Directive: Collect every line in the data below that contains the string "floating". Matching is case-sensitive.

Entries shown:

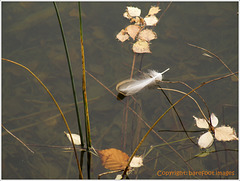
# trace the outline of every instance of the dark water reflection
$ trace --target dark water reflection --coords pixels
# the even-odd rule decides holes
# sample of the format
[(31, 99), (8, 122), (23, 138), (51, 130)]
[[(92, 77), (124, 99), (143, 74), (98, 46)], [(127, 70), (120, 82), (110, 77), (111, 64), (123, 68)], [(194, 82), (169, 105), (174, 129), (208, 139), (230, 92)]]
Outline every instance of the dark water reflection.
[[(87, 71), (115, 94), (118, 82), (130, 76), (133, 53), (131, 42), (124, 44), (115, 35), (128, 25), (122, 17), (126, 6), (137, 6), (142, 15), (154, 3), (82, 3), (84, 46)], [(160, 3), (166, 9), (168, 3)], [(58, 3), (79, 101), (81, 95), (81, 49), (77, 3)], [(77, 122), (67, 62), (64, 54), (55, 10), (52, 3), (2, 3), (2, 56), (31, 69), (46, 84), (66, 114), (70, 128), (77, 133)], [(160, 12), (159, 15), (161, 15)], [(158, 17), (159, 17), (158, 15)], [(152, 41), (152, 54), (144, 55), (143, 70), (163, 71), (168, 80), (184, 81), (192, 87), (228, 73), (217, 60), (202, 56), (202, 51), (187, 45), (193, 43), (217, 54), (235, 72), (238, 70), (238, 4), (237, 3), (172, 3), (155, 28), (158, 39)], [(136, 67), (140, 57), (137, 57)], [(182, 85), (163, 85), (188, 92)], [(238, 83), (227, 78), (206, 85), (198, 90), (219, 125), (234, 127), (238, 133)], [(92, 144), (97, 149), (117, 148), (123, 150), (122, 124), (124, 104), (117, 101), (104, 87), (87, 75), (87, 91), (92, 131)], [(168, 94), (172, 101), (181, 95)], [(152, 125), (169, 107), (165, 97), (157, 90), (145, 90), (134, 96), (141, 105), (130, 106)], [(204, 105), (199, 98), (200, 106)], [(125, 100), (126, 101), (126, 100)], [(81, 119), (83, 106), (80, 102)], [(39, 85), (22, 68), (2, 62), (2, 123), (14, 135), (27, 144), (70, 145), (64, 136), (66, 127), (54, 103)], [(192, 116), (200, 116), (192, 100), (185, 99), (176, 106), (187, 130), (197, 130)], [(141, 112), (142, 110), (142, 112)], [(204, 108), (206, 112), (206, 109)], [(141, 113), (140, 113), (141, 112)], [(174, 112), (168, 113), (155, 130), (182, 129)], [(129, 111), (125, 152), (129, 155), (147, 127)], [(196, 142), (201, 133), (189, 133)], [(77, 166), (72, 152), (59, 148), (30, 146), (29, 152), (18, 141), (2, 130), (2, 177), (3, 178), (77, 178)], [(159, 135), (169, 143), (186, 138), (184, 133), (161, 132)], [(151, 133), (138, 155), (148, 151), (151, 145), (163, 141)], [(237, 149), (238, 142), (215, 142), (218, 150)], [(188, 160), (201, 150), (189, 140), (172, 144), (173, 148)], [(93, 157), (92, 177), (105, 172), (99, 158)], [(222, 151), (188, 162), (194, 171), (232, 171), (238, 177), (238, 152)], [(86, 176), (86, 160), (83, 164)], [(189, 167), (168, 146), (155, 148), (144, 160), (144, 167), (130, 178), (219, 178), (210, 176), (158, 176), (159, 170), (188, 171)], [(108, 175), (105, 178), (115, 178)]]

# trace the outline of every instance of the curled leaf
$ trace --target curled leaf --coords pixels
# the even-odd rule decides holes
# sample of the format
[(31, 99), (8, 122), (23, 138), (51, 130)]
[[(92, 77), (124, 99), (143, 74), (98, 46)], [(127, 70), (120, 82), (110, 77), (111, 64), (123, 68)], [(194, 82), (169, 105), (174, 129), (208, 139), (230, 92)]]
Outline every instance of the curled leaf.
[(146, 23), (146, 26), (156, 26), (158, 19), (156, 16), (151, 15), (151, 16), (146, 16), (144, 18), (144, 21)]
[(145, 29), (139, 33), (138, 38), (149, 42), (153, 39), (157, 39), (157, 34), (150, 29)]
[(198, 140), (198, 145), (200, 146), (200, 148), (208, 148), (212, 144), (213, 144), (213, 136), (210, 131), (201, 135)]
[(218, 128), (215, 128), (215, 138), (218, 141), (232, 141), (232, 140), (238, 140), (238, 137), (236, 136), (236, 133), (233, 128), (230, 126), (221, 126)]
[(124, 42), (126, 40), (128, 40), (129, 36), (126, 32), (126, 30), (122, 29), (116, 36), (116, 38), (121, 41), (121, 42)]
[[(64, 133), (67, 136), (67, 138), (69, 139), (69, 141), (72, 142), (70, 134), (66, 133), (65, 131), (64, 131)], [(75, 145), (81, 145), (81, 138), (78, 134), (72, 134), (72, 138), (73, 138), (73, 142), (74, 142)]]
[(101, 157), (102, 165), (109, 170), (124, 170), (129, 156), (121, 150), (110, 148), (97, 151)]
[(141, 27), (138, 25), (129, 25), (125, 28), (126, 32), (129, 34), (130, 37), (132, 37), (133, 40), (135, 40), (135, 37), (137, 36), (140, 29)]
[(144, 40), (138, 40), (133, 44), (134, 53), (152, 53), (149, 48), (149, 43)]
[(148, 15), (149, 15), (149, 16), (155, 15), (155, 14), (157, 14), (159, 11), (161, 11), (161, 9), (159, 9), (158, 6), (152, 6), (152, 7), (149, 9)]

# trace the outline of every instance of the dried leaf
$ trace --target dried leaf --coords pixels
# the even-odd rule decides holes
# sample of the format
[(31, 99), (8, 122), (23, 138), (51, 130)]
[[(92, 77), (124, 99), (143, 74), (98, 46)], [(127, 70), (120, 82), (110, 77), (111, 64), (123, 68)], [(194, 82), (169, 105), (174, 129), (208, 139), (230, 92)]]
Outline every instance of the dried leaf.
[(122, 29), (116, 36), (116, 38), (121, 41), (121, 42), (124, 42), (126, 40), (128, 40), (129, 36), (128, 34), (126, 33), (126, 31), (124, 29)]
[[(69, 141), (72, 142), (70, 134), (66, 133), (65, 131), (64, 131), (64, 133), (66, 134)], [(74, 142), (75, 145), (81, 145), (81, 139), (80, 139), (80, 136), (78, 134), (72, 134), (72, 138), (73, 138), (73, 142)]]
[(198, 145), (200, 146), (200, 148), (208, 148), (212, 145), (212, 143), (213, 143), (213, 136), (210, 131), (201, 135), (198, 140)]
[(145, 29), (139, 33), (138, 38), (149, 42), (153, 39), (157, 39), (157, 34), (150, 29)]
[(135, 16), (140, 16), (141, 9), (137, 7), (127, 6), (126, 12), (128, 12), (129, 16), (135, 17)]
[(161, 11), (161, 9), (159, 9), (158, 6), (152, 6), (152, 7), (149, 9), (148, 15), (149, 15), (149, 16), (155, 15), (155, 14), (157, 14), (159, 11)]
[(230, 126), (221, 126), (218, 128), (215, 128), (215, 138), (218, 141), (232, 141), (232, 140), (238, 140), (238, 137), (236, 136), (236, 133), (233, 128)]
[(147, 41), (138, 40), (133, 44), (134, 53), (152, 53), (149, 48), (149, 43)]
[(109, 170), (124, 170), (129, 156), (121, 150), (110, 148), (97, 151), (101, 157), (102, 165)]
[(197, 125), (198, 128), (205, 128), (205, 129), (209, 128), (207, 120), (202, 119), (202, 118), (197, 118), (195, 116), (193, 116), (193, 118), (195, 119), (196, 125)]
[(158, 19), (156, 16), (151, 15), (151, 16), (146, 16), (144, 18), (144, 21), (146, 23), (146, 26), (156, 26)]
[(133, 40), (135, 40), (135, 37), (137, 36), (140, 29), (141, 27), (138, 25), (129, 25), (125, 28), (125, 31), (129, 34), (130, 37), (132, 37)]

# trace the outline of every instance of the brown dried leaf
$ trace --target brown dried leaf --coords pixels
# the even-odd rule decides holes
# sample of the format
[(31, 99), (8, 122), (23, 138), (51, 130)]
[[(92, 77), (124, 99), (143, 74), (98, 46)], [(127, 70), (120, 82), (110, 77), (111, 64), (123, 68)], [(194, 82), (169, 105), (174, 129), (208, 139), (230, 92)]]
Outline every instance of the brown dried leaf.
[(133, 44), (134, 53), (152, 53), (149, 48), (149, 43), (144, 40), (138, 40)]
[(122, 29), (122, 30), (117, 34), (116, 38), (117, 38), (119, 41), (124, 42), (124, 41), (128, 40), (129, 36), (128, 36), (127, 32), (126, 32), (124, 29)]
[(129, 156), (121, 150), (110, 148), (97, 151), (101, 157), (102, 165), (109, 170), (124, 170)]
[(149, 42), (153, 39), (157, 39), (157, 34), (150, 29), (145, 29), (139, 33), (138, 38)]
[(133, 40), (135, 40), (135, 37), (137, 36), (140, 29), (141, 27), (138, 25), (129, 25), (125, 28), (126, 32), (129, 34), (129, 36), (132, 37)]

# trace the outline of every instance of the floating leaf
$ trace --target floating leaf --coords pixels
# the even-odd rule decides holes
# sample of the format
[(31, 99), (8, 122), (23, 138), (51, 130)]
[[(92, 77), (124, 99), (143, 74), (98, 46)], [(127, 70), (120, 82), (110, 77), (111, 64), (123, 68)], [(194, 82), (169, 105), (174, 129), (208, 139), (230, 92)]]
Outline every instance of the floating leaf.
[(148, 15), (149, 15), (149, 16), (155, 15), (155, 14), (157, 14), (159, 11), (161, 11), (161, 9), (159, 9), (158, 6), (152, 6), (152, 7), (149, 9)]
[(145, 29), (139, 33), (138, 38), (149, 42), (153, 39), (157, 39), (157, 34), (150, 29)]
[(218, 141), (232, 141), (232, 140), (238, 140), (238, 137), (236, 136), (236, 133), (233, 128), (230, 126), (221, 126), (214, 130), (215, 132), (215, 138)]
[(101, 157), (102, 165), (109, 170), (124, 170), (129, 156), (121, 150), (110, 148), (97, 151)]
[(205, 129), (209, 128), (207, 120), (202, 119), (202, 118), (197, 118), (195, 116), (193, 116), (193, 118), (195, 119), (196, 125), (197, 125), (198, 128), (205, 128)]
[(135, 17), (135, 16), (140, 16), (141, 9), (137, 7), (127, 6), (126, 12), (128, 12), (129, 16)]
[(126, 30), (122, 29), (116, 36), (116, 38), (121, 41), (121, 42), (124, 42), (126, 40), (128, 40), (129, 36), (128, 34), (126, 33)]
[(200, 148), (208, 148), (212, 145), (212, 143), (213, 143), (213, 136), (210, 131), (201, 135), (198, 140), (198, 145), (200, 146)]
[(130, 163), (130, 167), (141, 167), (141, 166), (143, 166), (142, 156), (134, 156)]
[(140, 29), (141, 27), (138, 25), (129, 25), (125, 28), (125, 31), (129, 34), (130, 37), (132, 37), (133, 40), (135, 40), (135, 37), (137, 36)]
[(146, 26), (156, 26), (158, 19), (156, 16), (151, 15), (151, 16), (146, 16), (144, 18), (144, 21), (146, 23)]
[(138, 40), (133, 44), (134, 53), (152, 53), (149, 48), (149, 43), (144, 40)]
[[(64, 133), (66, 134), (69, 141), (72, 142), (70, 134), (66, 133), (65, 131), (64, 131)], [(81, 139), (80, 139), (80, 136), (78, 134), (72, 134), (72, 138), (73, 138), (73, 142), (74, 142), (75, 145), (81, 145)]]

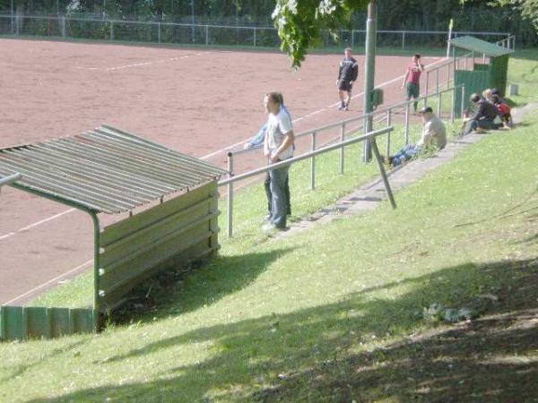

Exercise solution:
# trace the outline of every instance of the floating leaf
$ trace --target floating leaf --coords pixels
Outline every instance of the floating leaf.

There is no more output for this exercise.